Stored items
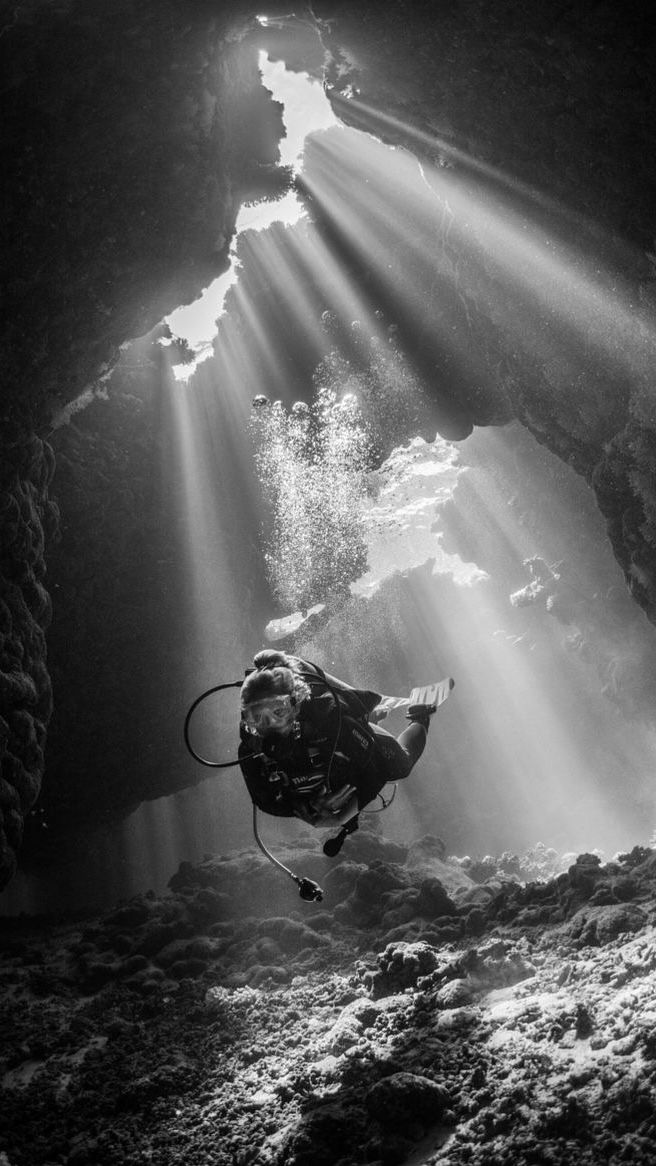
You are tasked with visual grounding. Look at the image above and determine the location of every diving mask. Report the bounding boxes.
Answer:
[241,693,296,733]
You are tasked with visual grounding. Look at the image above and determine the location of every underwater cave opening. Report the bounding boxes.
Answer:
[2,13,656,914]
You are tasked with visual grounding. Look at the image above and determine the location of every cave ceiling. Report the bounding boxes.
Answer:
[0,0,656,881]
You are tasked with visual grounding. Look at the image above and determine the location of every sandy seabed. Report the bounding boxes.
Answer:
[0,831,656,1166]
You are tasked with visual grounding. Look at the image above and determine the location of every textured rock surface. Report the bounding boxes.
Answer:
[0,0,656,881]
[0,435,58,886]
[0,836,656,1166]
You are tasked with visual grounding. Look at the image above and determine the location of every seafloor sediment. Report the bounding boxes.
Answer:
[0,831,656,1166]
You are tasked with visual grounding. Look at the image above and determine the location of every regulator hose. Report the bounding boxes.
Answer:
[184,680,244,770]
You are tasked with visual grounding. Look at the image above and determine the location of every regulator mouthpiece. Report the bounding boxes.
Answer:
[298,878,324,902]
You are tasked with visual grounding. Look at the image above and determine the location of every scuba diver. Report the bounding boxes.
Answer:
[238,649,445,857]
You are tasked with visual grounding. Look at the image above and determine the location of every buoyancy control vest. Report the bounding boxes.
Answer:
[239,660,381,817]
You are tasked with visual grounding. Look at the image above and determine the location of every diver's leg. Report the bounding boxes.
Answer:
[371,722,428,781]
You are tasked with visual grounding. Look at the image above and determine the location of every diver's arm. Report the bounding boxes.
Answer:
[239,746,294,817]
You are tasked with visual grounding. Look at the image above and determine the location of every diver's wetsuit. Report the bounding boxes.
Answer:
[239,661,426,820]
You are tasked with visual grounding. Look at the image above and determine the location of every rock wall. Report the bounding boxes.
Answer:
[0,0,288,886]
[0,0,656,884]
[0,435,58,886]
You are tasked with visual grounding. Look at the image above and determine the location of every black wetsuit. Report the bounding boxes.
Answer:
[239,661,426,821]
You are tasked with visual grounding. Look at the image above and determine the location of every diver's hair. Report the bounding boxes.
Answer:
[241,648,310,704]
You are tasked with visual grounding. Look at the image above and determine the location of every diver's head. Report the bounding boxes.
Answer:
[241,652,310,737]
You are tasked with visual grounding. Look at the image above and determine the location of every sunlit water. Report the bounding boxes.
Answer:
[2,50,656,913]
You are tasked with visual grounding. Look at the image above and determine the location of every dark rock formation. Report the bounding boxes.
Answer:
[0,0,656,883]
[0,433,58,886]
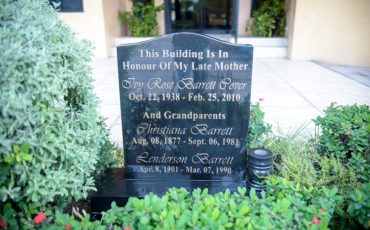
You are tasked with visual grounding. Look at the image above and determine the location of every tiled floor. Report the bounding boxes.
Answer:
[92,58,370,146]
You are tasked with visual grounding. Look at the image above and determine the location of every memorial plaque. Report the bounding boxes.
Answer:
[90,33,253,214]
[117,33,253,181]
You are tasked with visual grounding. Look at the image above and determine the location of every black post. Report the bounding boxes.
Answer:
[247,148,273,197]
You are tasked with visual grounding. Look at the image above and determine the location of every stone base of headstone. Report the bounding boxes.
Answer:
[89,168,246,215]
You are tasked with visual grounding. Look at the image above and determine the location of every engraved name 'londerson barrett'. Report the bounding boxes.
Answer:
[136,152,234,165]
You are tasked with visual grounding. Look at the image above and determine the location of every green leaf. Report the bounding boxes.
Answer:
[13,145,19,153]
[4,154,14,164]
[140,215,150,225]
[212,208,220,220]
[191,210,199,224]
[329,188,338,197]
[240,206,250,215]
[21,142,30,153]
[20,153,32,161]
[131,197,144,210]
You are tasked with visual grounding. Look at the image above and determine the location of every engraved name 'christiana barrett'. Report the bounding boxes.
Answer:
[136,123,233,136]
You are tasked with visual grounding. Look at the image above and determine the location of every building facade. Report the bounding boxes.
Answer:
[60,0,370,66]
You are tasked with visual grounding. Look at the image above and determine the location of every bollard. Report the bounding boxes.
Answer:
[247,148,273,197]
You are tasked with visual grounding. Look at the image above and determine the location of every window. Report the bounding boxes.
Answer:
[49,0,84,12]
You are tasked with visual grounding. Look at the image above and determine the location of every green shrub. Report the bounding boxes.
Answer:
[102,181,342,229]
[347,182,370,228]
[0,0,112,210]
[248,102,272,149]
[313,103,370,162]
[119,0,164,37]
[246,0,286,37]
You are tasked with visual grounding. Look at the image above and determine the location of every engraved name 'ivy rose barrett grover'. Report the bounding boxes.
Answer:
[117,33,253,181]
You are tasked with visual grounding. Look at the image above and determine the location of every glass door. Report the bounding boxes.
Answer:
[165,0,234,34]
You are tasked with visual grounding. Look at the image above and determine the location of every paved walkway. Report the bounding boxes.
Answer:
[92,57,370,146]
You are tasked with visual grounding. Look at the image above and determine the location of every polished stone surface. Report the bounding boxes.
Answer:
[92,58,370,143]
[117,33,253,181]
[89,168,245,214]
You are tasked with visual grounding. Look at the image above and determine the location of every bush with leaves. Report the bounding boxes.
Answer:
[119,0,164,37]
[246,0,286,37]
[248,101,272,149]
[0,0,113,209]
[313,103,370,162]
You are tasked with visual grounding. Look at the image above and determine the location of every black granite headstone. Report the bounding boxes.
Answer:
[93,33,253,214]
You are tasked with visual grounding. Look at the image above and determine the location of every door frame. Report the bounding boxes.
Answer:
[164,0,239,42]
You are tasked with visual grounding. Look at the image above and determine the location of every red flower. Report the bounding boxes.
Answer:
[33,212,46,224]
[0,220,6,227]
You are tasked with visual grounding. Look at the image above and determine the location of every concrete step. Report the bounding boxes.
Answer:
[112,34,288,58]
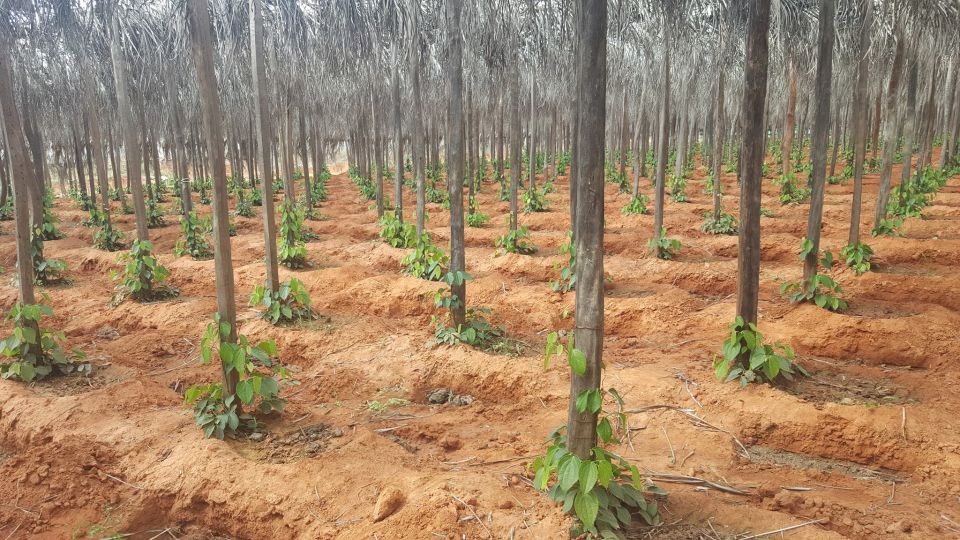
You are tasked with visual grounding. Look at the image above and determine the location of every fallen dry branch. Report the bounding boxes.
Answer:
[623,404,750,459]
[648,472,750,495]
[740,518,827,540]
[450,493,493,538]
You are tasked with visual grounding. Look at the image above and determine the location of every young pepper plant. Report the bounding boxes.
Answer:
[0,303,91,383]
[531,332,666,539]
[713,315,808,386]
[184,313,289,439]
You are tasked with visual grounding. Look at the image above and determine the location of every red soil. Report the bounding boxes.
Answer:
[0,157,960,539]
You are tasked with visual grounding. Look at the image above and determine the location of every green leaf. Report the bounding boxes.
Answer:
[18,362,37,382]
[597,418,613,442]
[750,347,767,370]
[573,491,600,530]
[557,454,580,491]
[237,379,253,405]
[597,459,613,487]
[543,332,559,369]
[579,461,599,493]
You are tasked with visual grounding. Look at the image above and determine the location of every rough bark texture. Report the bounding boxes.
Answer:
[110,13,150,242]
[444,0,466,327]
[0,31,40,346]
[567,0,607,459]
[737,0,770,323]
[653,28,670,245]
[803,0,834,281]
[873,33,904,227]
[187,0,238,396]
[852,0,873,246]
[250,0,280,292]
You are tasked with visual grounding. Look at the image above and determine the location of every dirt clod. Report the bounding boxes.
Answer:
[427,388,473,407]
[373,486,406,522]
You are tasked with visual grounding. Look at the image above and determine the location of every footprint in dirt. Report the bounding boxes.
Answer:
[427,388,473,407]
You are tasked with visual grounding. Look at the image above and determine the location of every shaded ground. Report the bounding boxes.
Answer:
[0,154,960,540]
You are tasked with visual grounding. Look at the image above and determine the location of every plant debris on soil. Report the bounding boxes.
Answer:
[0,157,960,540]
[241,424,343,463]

==

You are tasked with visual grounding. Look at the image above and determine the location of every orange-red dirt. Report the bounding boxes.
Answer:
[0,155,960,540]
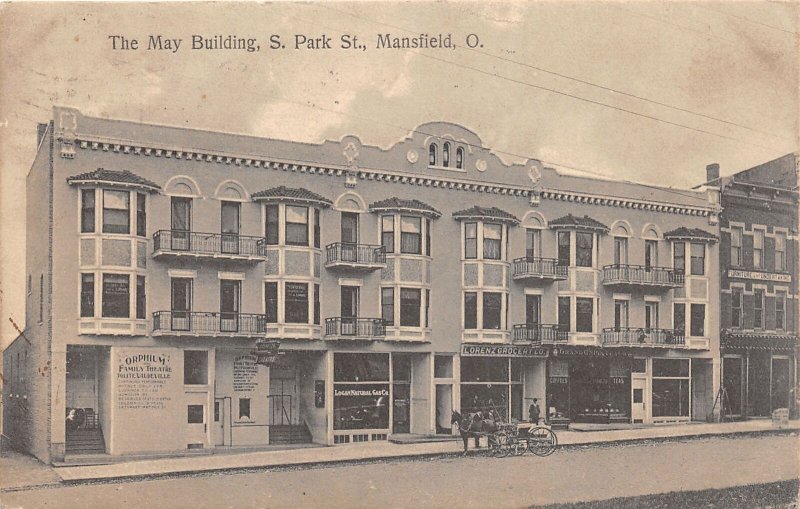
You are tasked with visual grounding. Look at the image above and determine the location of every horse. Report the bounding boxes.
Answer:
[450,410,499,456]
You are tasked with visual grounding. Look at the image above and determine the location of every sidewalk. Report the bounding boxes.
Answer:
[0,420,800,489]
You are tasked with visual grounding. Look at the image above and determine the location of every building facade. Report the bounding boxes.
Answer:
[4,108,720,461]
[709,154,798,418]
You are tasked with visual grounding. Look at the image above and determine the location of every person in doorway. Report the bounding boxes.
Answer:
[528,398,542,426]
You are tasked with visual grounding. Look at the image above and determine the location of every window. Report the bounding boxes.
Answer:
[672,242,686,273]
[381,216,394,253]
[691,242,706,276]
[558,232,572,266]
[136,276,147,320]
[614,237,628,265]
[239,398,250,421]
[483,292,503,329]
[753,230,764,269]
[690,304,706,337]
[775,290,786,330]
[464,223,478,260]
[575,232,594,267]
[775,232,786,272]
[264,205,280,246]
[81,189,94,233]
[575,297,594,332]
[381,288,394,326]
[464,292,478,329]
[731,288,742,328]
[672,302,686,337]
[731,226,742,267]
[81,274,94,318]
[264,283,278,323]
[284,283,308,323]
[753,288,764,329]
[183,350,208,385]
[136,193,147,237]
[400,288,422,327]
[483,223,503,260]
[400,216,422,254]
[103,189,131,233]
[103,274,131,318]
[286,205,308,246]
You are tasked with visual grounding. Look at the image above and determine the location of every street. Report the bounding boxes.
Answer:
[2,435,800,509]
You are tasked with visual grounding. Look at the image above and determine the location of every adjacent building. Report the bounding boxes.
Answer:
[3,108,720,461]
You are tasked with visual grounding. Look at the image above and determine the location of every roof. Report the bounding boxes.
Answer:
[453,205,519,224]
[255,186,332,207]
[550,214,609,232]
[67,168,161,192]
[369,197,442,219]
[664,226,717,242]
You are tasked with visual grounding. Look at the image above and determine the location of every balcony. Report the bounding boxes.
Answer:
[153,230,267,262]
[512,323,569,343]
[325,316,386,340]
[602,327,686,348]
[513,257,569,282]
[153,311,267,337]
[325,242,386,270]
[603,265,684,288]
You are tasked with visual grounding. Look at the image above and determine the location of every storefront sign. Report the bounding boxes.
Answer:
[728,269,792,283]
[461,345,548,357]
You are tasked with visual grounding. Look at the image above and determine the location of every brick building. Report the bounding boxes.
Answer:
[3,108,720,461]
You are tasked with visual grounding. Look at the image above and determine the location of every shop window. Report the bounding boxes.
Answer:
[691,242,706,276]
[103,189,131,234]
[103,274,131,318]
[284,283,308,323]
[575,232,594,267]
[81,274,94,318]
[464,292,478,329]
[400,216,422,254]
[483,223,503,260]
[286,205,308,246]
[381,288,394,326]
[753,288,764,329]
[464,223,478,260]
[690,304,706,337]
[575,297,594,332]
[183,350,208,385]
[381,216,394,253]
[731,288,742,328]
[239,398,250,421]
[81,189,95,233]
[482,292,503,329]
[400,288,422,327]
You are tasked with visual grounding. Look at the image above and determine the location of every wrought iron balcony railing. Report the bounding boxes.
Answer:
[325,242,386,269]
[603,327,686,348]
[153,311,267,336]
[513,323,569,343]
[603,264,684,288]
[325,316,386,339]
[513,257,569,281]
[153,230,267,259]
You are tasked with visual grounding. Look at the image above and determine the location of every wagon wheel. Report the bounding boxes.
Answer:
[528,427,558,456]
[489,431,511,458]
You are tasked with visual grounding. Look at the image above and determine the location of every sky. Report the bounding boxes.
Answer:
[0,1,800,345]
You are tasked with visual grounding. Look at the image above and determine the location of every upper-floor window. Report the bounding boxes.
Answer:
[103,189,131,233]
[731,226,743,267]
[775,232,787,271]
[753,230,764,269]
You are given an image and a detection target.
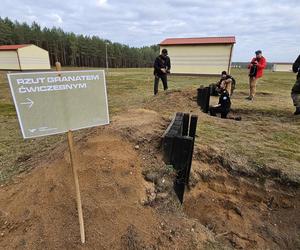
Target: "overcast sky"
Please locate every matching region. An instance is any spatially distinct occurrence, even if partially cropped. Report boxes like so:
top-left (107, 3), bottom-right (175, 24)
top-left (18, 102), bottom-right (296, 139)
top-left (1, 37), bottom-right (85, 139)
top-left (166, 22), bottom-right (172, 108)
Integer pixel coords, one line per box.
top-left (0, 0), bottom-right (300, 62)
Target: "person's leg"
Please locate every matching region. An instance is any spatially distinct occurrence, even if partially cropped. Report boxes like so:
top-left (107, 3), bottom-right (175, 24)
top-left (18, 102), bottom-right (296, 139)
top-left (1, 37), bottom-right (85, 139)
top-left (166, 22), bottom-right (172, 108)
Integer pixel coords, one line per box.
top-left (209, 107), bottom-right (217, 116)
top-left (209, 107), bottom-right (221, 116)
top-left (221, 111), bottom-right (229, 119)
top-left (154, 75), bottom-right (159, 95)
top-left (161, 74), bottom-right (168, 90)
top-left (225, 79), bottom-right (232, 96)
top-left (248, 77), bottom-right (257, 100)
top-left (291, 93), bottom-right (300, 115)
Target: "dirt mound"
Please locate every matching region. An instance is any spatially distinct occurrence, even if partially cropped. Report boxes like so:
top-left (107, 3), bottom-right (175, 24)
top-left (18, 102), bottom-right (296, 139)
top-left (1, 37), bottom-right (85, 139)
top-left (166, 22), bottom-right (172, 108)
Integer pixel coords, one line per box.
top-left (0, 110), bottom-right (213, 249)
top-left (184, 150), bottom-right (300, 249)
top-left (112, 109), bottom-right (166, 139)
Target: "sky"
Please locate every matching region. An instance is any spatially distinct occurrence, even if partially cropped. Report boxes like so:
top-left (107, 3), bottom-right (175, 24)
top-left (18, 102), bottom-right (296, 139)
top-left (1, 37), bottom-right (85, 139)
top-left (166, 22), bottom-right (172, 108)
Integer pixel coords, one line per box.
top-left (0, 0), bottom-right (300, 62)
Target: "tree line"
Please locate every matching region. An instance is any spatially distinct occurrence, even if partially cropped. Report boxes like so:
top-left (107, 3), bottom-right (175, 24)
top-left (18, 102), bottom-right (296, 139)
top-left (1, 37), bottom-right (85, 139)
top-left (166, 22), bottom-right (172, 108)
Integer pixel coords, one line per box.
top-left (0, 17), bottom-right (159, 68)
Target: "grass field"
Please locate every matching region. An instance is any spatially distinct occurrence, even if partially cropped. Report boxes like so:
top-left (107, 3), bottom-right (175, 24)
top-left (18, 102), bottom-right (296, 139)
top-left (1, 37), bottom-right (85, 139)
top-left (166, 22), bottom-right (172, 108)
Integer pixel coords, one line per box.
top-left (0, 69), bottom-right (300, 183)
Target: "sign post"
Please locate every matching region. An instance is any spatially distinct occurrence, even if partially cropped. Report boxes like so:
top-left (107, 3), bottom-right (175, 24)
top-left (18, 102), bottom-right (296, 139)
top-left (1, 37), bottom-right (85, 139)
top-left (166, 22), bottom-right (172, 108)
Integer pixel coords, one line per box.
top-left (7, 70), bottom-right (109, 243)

* * *

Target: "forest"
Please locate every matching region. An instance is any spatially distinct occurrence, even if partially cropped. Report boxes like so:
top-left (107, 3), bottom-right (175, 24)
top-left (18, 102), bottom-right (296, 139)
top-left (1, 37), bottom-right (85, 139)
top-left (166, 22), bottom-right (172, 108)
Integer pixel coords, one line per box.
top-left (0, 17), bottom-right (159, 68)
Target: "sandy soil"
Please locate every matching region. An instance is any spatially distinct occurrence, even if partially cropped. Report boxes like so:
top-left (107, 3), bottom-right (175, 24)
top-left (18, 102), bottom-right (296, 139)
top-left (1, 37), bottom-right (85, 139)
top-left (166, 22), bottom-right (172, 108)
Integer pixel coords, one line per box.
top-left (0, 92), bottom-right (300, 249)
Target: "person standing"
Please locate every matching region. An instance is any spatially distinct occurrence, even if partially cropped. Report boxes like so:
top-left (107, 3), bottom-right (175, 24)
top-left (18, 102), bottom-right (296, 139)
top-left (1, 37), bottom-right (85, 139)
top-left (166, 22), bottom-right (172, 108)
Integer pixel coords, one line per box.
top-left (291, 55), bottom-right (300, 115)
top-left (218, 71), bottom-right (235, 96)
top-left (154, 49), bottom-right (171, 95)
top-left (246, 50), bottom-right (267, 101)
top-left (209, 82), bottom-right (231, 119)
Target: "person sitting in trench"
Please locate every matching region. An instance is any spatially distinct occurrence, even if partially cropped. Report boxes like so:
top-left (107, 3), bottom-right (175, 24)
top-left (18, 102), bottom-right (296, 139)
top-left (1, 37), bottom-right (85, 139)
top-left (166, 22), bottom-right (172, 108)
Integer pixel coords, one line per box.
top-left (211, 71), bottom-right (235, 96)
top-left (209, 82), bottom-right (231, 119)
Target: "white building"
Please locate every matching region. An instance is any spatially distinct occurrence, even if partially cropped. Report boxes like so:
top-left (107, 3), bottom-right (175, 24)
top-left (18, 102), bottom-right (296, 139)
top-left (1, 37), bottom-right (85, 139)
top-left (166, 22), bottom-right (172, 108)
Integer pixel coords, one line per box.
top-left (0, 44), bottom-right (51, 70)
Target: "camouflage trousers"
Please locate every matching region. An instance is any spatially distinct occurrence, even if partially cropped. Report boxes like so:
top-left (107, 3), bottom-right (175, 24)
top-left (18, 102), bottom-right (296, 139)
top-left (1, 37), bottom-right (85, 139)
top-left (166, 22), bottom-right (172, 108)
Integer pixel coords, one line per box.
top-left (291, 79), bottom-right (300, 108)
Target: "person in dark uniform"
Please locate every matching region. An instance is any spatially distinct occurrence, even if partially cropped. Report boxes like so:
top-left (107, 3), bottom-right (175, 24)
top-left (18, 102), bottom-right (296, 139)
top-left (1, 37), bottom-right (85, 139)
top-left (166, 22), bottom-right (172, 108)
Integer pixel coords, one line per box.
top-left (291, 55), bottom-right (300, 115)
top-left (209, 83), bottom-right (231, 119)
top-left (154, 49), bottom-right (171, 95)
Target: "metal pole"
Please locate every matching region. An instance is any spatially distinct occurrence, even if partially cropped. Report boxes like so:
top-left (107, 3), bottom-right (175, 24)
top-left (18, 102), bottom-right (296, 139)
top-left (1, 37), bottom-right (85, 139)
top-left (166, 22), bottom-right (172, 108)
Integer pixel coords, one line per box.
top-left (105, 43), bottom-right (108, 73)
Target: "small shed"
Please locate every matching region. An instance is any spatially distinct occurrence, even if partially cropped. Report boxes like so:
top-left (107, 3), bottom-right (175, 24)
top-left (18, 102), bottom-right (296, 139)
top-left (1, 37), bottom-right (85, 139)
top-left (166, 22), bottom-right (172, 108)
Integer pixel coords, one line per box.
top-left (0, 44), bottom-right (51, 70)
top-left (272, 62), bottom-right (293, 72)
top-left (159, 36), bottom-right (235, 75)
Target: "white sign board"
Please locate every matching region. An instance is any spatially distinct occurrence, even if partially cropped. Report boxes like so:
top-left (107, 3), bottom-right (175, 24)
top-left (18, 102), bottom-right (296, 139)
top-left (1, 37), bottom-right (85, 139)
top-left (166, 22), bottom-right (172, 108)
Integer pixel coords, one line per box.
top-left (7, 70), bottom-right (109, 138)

■ **Work to complete**: Find every line in the data above that contains the word "plant", matching case exactly, and copy each of those lines.

■ **The answer**:
You are tasked with visual grounding. Look at the image above and determine the location of every young pepper plant. Report the bounding boxes.
You are tasked with visual grounding. Look at the image above and determine the location of every plant debris on soil. Report the bounding boxes.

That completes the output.